'''
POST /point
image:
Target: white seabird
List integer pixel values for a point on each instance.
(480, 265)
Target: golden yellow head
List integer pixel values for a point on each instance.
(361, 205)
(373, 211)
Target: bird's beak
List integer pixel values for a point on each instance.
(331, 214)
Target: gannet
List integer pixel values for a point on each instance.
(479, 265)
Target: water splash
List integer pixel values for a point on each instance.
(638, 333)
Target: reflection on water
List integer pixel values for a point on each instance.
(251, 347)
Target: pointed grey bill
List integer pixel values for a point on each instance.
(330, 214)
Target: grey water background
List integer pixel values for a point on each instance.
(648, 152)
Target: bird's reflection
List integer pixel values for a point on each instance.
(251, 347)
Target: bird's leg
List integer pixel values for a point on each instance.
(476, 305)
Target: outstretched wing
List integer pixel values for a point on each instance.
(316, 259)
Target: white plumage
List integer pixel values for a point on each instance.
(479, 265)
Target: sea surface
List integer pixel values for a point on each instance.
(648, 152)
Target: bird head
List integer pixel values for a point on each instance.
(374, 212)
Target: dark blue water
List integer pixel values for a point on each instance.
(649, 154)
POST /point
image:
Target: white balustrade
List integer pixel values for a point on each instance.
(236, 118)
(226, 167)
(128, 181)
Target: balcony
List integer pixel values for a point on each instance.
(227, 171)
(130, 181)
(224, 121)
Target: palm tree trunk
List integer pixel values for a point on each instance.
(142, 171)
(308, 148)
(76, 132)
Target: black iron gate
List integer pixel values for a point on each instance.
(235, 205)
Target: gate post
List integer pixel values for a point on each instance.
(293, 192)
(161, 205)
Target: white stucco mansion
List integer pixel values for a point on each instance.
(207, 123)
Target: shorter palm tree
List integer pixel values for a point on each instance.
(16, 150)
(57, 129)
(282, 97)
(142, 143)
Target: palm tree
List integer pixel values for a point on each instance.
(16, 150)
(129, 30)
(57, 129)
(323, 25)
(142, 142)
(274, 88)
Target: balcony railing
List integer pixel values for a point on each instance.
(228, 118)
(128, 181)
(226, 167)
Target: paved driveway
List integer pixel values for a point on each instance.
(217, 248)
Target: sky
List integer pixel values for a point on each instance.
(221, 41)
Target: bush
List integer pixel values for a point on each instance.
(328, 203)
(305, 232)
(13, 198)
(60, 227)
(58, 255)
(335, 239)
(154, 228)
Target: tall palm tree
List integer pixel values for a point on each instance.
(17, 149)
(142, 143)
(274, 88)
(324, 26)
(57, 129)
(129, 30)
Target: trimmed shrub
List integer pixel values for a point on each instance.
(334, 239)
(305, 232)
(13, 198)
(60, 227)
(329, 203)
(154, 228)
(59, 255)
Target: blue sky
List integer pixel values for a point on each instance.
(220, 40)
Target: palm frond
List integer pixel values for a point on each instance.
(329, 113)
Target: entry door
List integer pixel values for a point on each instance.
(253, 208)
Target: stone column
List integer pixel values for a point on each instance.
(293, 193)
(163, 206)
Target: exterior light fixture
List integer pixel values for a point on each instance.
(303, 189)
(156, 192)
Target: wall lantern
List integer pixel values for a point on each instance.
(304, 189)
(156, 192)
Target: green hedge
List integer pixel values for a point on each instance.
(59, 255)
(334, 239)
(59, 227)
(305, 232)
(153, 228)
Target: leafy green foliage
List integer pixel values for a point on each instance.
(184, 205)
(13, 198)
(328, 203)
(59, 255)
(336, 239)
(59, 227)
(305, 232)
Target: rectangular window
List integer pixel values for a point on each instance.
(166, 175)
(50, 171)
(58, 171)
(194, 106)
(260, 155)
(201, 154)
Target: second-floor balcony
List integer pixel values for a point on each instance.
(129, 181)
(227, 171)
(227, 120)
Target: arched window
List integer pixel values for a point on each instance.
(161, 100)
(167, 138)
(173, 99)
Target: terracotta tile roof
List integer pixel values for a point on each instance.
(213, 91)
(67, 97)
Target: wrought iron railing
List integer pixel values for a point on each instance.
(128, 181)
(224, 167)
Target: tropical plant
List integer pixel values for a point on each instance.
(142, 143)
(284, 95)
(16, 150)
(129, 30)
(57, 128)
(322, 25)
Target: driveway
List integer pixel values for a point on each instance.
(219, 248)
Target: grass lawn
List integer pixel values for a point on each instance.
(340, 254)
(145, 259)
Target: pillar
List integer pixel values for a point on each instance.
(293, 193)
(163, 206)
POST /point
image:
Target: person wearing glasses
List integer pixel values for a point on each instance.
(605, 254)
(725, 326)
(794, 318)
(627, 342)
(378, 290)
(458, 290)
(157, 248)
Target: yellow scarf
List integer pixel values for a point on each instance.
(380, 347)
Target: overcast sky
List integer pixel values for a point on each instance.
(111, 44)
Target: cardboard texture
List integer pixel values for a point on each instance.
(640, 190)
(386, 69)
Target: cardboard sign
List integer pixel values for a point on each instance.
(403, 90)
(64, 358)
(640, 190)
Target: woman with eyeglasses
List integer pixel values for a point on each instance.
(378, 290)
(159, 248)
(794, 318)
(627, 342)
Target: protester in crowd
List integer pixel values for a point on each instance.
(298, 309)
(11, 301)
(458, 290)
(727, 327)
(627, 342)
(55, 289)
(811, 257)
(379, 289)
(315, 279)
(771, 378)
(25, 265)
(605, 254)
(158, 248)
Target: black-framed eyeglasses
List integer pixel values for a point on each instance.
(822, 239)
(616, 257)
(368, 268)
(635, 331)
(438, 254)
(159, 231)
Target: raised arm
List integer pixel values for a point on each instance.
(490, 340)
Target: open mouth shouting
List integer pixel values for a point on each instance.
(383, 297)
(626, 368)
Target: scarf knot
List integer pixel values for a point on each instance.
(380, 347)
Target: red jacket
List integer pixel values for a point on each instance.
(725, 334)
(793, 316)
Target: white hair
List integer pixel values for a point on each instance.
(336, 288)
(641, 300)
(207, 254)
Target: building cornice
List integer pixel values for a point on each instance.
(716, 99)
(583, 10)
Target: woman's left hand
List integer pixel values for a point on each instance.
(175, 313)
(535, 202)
'''
'''
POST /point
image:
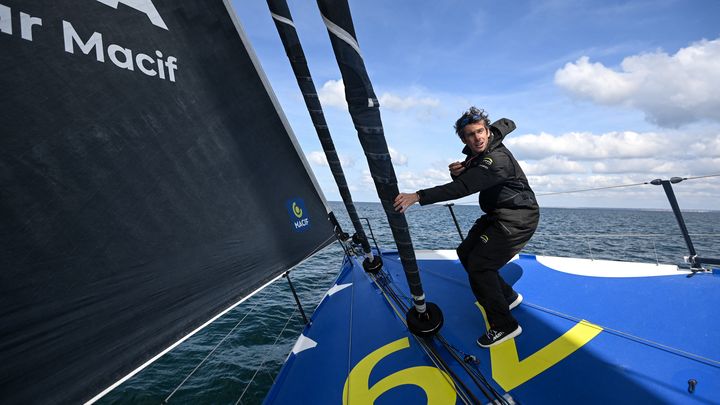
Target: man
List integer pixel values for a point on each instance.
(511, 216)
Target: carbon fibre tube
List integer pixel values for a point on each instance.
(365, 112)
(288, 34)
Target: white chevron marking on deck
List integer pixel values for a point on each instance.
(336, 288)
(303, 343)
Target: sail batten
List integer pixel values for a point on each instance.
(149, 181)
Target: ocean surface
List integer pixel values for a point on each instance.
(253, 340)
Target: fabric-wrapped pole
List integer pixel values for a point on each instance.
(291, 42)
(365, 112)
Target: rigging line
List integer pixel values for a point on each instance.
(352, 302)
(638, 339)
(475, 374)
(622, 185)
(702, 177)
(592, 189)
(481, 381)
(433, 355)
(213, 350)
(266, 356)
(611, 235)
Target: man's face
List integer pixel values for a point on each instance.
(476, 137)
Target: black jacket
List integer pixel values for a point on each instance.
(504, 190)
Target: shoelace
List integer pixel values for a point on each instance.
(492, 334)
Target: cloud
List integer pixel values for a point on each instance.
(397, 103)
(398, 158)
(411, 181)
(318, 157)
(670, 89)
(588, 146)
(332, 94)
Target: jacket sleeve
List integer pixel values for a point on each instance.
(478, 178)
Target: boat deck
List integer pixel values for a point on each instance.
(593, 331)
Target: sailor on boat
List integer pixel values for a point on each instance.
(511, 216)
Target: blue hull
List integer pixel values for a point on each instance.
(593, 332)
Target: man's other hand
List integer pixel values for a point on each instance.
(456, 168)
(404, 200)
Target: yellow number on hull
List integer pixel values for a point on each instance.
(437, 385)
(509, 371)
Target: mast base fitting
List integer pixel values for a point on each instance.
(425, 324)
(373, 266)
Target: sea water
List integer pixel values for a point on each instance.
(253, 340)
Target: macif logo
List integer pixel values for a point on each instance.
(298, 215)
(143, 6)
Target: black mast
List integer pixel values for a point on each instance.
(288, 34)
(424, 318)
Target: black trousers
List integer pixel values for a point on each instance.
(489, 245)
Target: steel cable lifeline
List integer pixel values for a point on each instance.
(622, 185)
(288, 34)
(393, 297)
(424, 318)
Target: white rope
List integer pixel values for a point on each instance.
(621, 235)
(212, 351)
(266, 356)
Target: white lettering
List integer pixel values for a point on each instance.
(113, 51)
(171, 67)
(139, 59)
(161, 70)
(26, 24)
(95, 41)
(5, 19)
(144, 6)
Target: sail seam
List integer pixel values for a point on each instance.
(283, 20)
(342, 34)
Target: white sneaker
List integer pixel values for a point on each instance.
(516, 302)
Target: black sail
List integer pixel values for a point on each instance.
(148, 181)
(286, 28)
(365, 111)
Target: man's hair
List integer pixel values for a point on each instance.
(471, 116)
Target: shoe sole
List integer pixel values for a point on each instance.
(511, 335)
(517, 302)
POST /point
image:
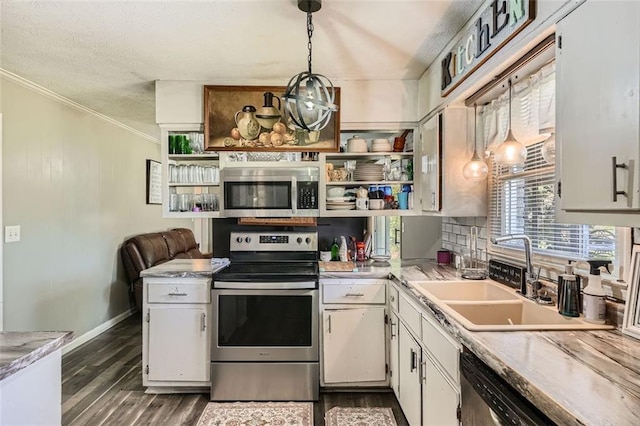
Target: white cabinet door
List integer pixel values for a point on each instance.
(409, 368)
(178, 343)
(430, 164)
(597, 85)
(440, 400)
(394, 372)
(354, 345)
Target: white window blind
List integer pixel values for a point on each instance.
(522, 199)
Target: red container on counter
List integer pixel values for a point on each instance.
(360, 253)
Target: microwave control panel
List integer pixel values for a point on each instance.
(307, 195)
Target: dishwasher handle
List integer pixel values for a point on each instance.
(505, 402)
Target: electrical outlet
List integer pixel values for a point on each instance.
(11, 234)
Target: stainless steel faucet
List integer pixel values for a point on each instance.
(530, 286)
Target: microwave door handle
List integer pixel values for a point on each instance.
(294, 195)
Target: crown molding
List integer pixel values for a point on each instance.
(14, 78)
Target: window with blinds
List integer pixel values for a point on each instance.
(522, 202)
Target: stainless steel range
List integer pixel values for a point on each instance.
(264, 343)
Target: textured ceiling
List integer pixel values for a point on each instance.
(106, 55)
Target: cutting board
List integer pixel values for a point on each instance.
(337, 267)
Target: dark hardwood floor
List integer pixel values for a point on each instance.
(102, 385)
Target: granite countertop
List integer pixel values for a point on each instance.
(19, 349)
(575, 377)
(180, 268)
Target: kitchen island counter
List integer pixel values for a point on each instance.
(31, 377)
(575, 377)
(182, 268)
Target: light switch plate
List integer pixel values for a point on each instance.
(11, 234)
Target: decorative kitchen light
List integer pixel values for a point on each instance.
'''
▶ BRIEF: Find every line in the items above that contains the word "balcony", matching case exactly, and copy each of those lines in full.

▶ EXPECTED ANSWER:
Target: balcony
Target: balcony railing
Target: second-floor balcony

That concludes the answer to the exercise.